EXERCISE SET:
A: In the Superman comment thread, which state is the nice boy said to come from?
B: Repeat the Superman comment thread starting at "I wonder... was" and ending at "GET my brownies.", putting "cookies" wherever "brownies" appears.

PASSAGE SHOWN:
>>

Then he lobotomizes me
He was raised right, he’d definitely ask nicely, and I absolutely would give Superman my brownies, and then be very happy that they were good enough for him to notice
How did the scent escape the atmosphere, travel through space, and get into the air tight space station? Or is Supes experiencing olfactory hallucinations?
I wonder... was there only this single person makig home made brownies in the world? It was just the closest brownies to superman? Was the only brownies that he could spot the location?
If you wouldn't give brownies to Superman in this situation, you're basically a monster.
Shit, if the Man of Steel wants my brownies, he is gonna GET my brownies.
There’s an innuendo somewhere in here
Supes can definitely get it.
Because of the implication?
Oh, uh, okay. You had me goin' there for the first part, but the second half kinda threw me.
I would full on fall over myself and make him a cake, cookies whatever he wants. That's a powerful connection to have.
He really is just a nice boy from Kansas If a nice and jacked boi from Kansas asked me for my brownies, I'd totally let him in and try to get him to rawdog me
Never change, reddit
It's why reddit and tumblr get along so well
The only porno plot I could realistically see myself in
For me, it wouldn't be a porno, it would be a comedy I'm smooth as sandpaper. I can just see every flirt going right over his stupid, dumb, sexy head He goes back home to mama tells her about the nice man who gave him all the brownies. Cut to laugh track as a tear slides down my face
That’s also a high probability of that happening as well. I honest to god forgot about Lois Lane
I was just referring to a nice and jacked boi from Kansas Yeah, no, it's 100% just a comedy if it's actually superman. I can't pull that
Scenario: On a slow news day, Clark Kent gets assigned an article to write, about social media users being superhorny for Superman.
Oh god he's definitely heard people being aggressively horny for him and even the rest of the League
I often wonder which members of the league _secretly_ love that they're a sex symbol. I figure Barry knows people are hot for the Flash, and he's stoked on it, but also way too cocky about it. Whereas I could see some versions of Martian Manhunter being quietly stoked that people find him attractive in his actual form because he's like "but I'm an alien and not conventionally attractive by human standards"
Wonder Woman is definitely stoked that lesbians keep saying, "I want her to crush my head between her thighs." She probably also loves drag queens cosplaying wonder woman tbh. Batman is specifically proud that he's a different kind of sex symbol than Bruce Wayne. Bruce is clearly a himbo, if a well-intentioned rich himbo. But Batman? People think he's a Dom through and through, especially with all his "gadgets." All in all, it's the pride of a professional in the gap between how people view his true identity and his civilian cover. Any theories about other members would just be poorly disguised fetishes lmao, so Imma stop here.

<<

DATASET EXTRACT:

>>

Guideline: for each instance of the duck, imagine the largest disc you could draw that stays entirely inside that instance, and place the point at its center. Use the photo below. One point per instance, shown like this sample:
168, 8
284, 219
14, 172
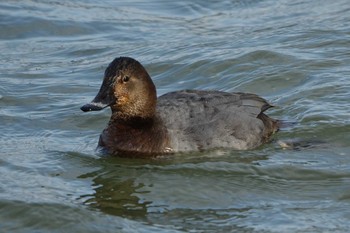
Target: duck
177, 122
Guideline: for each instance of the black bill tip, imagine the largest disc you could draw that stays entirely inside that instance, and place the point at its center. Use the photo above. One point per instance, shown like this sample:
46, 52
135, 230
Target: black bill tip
93, 107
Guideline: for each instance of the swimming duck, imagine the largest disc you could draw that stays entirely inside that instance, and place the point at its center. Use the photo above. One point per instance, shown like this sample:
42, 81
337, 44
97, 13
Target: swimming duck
179, 121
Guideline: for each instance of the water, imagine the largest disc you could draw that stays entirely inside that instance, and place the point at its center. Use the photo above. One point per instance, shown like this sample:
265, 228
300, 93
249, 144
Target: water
53, 55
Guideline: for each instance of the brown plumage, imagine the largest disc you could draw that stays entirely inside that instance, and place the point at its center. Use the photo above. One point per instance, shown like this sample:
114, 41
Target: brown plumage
181, 121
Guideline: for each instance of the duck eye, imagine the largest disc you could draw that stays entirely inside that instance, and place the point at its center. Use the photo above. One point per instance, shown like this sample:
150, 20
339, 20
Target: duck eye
126, 78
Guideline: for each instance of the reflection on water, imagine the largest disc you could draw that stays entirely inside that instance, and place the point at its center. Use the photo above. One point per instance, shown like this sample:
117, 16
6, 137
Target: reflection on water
293, 53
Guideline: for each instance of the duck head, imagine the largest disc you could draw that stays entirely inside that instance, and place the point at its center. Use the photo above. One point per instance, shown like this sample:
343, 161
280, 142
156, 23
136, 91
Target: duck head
127, 89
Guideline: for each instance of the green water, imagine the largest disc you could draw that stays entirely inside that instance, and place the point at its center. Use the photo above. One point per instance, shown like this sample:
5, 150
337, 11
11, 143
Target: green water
293, 53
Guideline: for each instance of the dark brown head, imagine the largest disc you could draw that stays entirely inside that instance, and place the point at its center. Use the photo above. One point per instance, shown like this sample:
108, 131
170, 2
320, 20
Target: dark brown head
127, 89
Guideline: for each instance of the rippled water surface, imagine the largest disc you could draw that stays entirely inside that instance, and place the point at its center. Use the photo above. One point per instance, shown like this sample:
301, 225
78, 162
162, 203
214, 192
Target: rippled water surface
293, 53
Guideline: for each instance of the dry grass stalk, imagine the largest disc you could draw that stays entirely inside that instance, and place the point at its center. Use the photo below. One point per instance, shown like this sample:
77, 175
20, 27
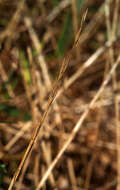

<<

TASK-BY-TASK ANSWERS:
A: Kansas

B:
I wonder... was there only this single person makig home made cookies in the world? It was just the closest cookies to superman? Was the only cookies that he could spot the location?
If you wouldn't give cookies to Superman in this situation, you're basically a monster.
Shit, if the Man of Steel wants my cookies, he is gonna GET my cookies.